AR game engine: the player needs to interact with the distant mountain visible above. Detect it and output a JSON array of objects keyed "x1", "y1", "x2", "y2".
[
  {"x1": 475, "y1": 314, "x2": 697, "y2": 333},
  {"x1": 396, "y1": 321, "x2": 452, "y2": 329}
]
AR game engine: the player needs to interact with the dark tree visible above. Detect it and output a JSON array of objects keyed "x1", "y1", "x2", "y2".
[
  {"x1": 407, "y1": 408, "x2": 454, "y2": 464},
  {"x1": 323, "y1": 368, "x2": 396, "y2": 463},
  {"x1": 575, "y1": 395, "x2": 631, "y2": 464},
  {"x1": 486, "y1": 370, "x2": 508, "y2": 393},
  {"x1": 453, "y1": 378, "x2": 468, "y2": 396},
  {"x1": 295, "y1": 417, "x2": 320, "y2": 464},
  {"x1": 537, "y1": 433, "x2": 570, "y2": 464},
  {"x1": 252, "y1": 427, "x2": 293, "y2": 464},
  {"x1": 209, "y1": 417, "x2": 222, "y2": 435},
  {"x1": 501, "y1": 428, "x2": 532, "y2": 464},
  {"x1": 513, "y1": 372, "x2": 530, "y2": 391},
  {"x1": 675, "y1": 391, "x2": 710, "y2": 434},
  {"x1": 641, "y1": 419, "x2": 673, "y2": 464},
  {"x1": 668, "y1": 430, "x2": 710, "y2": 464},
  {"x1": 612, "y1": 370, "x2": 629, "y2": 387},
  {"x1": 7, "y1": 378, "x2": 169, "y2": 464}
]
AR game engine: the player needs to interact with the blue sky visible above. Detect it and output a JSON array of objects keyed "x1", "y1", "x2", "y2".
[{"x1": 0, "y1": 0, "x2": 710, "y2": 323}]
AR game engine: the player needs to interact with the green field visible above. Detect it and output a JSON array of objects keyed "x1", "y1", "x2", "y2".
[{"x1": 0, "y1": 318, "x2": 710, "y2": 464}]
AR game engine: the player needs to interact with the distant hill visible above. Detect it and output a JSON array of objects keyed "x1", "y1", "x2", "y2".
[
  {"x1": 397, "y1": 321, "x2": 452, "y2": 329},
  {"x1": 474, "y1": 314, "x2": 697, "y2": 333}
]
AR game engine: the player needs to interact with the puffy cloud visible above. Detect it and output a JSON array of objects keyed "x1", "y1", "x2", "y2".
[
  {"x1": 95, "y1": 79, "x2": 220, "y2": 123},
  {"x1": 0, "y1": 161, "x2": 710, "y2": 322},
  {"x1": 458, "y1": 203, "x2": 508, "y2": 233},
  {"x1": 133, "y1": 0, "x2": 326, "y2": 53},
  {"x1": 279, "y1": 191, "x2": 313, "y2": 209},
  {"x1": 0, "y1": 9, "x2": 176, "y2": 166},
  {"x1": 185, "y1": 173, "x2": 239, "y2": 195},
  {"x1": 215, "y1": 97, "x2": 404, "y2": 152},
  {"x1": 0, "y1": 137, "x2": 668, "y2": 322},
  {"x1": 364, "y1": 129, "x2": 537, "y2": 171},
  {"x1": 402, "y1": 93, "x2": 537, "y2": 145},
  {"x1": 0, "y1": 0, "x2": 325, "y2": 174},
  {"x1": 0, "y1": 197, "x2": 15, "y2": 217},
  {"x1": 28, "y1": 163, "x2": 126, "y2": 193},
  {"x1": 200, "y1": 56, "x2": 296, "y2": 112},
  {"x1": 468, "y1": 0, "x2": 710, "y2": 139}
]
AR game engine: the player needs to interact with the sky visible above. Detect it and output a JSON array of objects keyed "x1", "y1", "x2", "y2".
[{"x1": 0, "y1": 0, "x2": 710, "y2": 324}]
+-------+
Stated exercise:
Take the line with "AR game engine: the player needs to interact with the blue" and all lines after it to the last line, and reproduce them exactly.

The completed task:
AR game engine: the player needs to interact with the blue sky visible above. Detect it and output a JSON array of objects keyed "x1", "y1", "x2", "y2".
[{"x1": 0, "y1": 0, "x2": 710, "y2": 323}]
AR game engine: the player needs to interact with the green field visible above. Detect it and output a JSON array of objects keyed "x1", "y1", "x2", "y2".
[{"x1": 0, "y1": 318, "x2": 710, "y2": 464}]
AR game engine: the player needs to interact with the distant hill visible above. Detect it and output a JSON array of objects keyed "x1", "y1", "x2", "y2".
[
  {"x1": 397, "y1": 321, "x2": 452, "y2": 329},
  {"x1": 474, "y1": 314, "x2": 697, "y2": 333}
]
AR game engine: the player needs to interact with the puffy cloud visible above. Detect it and output a JSON array of objects keyed "x1", "y1", "x2", "y2".
[
  {"x1": 95, "y1": 79, "x2": 220, "y2": 123},
  {"x1": 0, "y1": 161, "x2": 710, "y2": 322},
  {"x1": 458, "y1": 203, "x2": 508, "y2": 233},
  {"x1": 133, "y1": 0, "x2": 326, "y2": 53},
  {"x1": 279, "y1": 191, "x2": 313, "y2": 209},
  {"x1": 0, "y1": 9, "x2": 176, "y2": 166},
  {"x1": 185, "y1": 173, "x2": 239, "y2": 195},
  {"x1": 215, "y1": 97, "x2": 404, "y2": 152},
  {"x1": 0, "y1": 137, "x2": 668, "y2": 322},
  {"x1": 364, "y1": 129, "x2": 537, "y2": 171},
  {"x1": 402, "y1": 93, "x2": 537, "y2": 145},
  {"x1": 0, "y1": 0, "x2": 325, "y2": 174},
  {"x1": 0, "y1": 197, "x2": 15, "y2": 217},
  {"x1": 28, "y1": 163, "x2": 126, "y2": 193},
  {"x1": 200, "y1": 56, "x2": 296, "y2": 112},
  {"x1": 468, "y1": 0, "x2": 710, "y2": 139}
]
AR game engine: the player needs to interact with the sky visible above. Detect it and output a JSON array of objects keyed "x1", "y1", "x2", "y2".
[{"x1": 0, "y1": 0, "x2": 710, "y2": 324}]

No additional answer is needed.